▶ **Problem statement**
Reproduce every line of the records from the line containing "bun and record integer pixel coordinates." through the end of the records, inclusive.

○ ○ ○ ○ ○

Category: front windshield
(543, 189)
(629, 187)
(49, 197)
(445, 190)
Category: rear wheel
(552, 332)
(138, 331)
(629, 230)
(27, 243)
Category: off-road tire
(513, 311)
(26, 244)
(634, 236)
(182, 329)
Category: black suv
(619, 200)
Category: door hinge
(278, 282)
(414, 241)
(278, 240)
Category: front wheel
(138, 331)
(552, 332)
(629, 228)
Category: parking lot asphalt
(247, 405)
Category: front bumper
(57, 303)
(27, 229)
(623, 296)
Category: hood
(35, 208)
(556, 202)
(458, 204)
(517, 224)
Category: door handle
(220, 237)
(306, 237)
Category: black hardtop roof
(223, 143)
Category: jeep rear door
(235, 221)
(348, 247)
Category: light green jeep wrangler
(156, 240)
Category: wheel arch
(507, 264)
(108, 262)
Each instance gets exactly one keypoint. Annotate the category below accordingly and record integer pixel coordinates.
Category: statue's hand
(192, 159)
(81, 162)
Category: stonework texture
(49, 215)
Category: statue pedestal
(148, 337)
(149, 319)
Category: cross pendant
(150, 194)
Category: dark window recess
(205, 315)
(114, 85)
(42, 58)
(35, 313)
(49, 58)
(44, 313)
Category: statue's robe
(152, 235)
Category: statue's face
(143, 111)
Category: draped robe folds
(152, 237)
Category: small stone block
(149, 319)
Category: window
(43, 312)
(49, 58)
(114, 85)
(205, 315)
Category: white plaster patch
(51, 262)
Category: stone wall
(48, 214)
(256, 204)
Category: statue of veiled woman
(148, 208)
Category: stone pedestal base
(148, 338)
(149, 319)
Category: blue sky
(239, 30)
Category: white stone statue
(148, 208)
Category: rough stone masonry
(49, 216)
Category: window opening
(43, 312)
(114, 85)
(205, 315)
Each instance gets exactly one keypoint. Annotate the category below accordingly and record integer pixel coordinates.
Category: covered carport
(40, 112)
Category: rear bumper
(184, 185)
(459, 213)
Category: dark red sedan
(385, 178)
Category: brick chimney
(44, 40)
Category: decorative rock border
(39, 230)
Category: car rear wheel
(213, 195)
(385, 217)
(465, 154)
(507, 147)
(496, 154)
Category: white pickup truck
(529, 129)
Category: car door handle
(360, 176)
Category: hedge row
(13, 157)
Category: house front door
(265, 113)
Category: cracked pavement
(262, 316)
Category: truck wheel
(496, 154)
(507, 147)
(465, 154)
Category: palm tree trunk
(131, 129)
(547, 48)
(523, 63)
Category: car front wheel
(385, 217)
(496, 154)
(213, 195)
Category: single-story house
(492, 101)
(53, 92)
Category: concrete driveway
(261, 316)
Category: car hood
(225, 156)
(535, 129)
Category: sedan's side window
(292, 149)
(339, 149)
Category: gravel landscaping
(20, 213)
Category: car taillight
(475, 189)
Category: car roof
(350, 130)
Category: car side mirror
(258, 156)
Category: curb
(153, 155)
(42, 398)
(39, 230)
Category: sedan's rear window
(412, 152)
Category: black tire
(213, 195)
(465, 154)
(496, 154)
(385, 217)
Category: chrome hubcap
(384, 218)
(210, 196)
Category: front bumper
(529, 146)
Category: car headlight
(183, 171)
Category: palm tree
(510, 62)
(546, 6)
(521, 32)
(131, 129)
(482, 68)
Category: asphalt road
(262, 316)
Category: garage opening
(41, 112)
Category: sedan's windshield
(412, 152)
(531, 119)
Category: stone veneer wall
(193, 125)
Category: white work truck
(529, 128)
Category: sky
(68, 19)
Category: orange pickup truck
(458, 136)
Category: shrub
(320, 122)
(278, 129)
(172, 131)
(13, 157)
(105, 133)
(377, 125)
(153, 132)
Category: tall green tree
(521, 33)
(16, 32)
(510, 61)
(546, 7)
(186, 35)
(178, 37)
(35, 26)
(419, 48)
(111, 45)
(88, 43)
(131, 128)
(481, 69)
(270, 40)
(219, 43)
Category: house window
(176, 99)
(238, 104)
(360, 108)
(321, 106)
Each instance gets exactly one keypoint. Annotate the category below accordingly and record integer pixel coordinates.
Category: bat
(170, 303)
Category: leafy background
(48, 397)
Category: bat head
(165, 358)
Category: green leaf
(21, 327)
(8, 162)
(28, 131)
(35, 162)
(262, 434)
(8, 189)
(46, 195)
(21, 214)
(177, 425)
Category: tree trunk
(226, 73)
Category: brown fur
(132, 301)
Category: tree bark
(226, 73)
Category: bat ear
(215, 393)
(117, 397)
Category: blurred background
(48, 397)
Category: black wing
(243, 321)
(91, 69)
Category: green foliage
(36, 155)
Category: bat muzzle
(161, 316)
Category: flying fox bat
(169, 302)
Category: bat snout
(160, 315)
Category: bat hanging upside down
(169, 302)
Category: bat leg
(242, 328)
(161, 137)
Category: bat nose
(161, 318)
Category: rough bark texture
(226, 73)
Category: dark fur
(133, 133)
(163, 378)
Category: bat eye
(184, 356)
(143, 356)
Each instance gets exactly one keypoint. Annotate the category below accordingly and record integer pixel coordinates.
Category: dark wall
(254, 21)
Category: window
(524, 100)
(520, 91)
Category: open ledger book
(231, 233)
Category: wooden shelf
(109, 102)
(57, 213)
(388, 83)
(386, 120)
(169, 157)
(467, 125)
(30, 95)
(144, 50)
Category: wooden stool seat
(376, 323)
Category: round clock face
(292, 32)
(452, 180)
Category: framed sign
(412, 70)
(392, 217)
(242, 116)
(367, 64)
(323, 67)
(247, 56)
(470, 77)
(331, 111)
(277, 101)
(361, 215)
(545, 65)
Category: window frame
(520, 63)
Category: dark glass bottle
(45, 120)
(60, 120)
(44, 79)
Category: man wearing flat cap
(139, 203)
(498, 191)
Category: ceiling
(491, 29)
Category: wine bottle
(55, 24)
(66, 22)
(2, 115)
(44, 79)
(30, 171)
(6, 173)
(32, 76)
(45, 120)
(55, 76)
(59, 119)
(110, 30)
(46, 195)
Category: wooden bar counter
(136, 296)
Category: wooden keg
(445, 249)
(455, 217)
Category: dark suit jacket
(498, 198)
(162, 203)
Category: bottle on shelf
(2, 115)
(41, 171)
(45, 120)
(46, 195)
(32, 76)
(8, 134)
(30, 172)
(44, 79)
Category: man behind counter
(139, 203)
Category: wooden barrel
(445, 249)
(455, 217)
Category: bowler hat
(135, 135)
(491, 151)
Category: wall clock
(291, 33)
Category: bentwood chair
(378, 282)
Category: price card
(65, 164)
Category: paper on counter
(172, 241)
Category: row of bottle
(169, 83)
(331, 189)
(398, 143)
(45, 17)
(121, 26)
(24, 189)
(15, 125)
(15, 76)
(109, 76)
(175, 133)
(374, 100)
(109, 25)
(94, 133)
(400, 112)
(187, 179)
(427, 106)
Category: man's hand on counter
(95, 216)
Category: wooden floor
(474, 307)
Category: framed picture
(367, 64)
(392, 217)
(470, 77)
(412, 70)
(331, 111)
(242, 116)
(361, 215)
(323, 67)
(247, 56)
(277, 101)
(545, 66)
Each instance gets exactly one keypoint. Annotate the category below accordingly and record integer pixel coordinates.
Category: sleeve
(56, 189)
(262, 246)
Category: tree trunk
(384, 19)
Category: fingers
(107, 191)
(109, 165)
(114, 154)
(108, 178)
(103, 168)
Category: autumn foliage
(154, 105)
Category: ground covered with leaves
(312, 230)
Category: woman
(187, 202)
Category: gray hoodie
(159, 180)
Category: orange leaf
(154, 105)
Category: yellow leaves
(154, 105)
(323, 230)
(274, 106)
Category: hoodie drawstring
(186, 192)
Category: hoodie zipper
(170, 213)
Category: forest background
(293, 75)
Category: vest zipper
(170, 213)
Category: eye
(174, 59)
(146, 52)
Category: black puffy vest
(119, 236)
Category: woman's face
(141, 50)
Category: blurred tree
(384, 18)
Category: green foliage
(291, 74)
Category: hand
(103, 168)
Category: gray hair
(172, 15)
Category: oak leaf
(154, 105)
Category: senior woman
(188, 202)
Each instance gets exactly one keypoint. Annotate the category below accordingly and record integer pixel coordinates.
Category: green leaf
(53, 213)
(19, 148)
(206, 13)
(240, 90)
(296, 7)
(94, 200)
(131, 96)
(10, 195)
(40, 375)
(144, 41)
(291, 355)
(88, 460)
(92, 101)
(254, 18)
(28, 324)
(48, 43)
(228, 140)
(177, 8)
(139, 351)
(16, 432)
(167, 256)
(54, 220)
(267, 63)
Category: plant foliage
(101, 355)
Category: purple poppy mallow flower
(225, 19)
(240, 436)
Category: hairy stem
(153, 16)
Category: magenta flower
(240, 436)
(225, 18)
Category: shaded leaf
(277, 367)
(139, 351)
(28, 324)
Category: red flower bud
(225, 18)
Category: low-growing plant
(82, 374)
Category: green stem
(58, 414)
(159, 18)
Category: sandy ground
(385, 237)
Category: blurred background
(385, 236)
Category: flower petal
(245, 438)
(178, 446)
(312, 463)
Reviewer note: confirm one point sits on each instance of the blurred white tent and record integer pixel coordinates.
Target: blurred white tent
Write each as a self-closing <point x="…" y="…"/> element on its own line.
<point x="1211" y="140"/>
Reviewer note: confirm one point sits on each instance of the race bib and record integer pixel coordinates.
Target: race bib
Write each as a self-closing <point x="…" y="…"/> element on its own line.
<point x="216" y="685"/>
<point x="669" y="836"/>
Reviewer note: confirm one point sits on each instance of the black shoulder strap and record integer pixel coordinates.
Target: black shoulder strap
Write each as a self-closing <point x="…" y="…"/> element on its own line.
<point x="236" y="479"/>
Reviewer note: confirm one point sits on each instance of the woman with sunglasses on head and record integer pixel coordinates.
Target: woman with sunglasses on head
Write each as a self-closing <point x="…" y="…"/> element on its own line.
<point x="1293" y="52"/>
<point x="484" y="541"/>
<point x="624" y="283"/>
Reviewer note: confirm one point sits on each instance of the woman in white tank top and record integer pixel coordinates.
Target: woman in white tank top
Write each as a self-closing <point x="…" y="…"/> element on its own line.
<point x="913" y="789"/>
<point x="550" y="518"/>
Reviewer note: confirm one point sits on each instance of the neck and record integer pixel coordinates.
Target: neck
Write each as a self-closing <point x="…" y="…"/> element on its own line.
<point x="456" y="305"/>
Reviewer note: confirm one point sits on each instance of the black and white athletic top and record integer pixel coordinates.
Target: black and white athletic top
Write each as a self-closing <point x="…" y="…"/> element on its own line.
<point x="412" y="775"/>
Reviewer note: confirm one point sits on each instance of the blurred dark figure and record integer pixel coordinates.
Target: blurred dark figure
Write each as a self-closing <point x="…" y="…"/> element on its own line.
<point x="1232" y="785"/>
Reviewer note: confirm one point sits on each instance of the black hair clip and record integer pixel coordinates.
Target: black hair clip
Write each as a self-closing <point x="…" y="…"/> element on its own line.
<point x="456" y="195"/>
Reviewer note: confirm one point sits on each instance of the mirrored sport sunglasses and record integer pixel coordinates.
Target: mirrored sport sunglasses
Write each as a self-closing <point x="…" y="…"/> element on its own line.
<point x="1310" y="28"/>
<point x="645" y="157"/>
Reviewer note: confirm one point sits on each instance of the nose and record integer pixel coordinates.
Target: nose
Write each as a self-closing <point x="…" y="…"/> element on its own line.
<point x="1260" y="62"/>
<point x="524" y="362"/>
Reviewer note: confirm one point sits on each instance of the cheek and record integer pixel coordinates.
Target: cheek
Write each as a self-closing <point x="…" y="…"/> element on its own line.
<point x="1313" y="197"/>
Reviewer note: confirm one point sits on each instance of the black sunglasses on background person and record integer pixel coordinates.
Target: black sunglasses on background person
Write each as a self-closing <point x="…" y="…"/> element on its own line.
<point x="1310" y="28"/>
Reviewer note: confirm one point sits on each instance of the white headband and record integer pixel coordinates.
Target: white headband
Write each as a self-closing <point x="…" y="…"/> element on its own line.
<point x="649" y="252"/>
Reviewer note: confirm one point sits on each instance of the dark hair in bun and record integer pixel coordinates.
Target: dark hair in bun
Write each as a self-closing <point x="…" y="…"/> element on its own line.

○ ○ ○ ○ ○

▶ **Full solution**
Reviewer note: confirm one point sits on each instance of the dark hair in bun and record integer pixel coordinates.
Target: dark hair in bun
Write each as a self-closing <point x="…" y="…"/> element on its own line.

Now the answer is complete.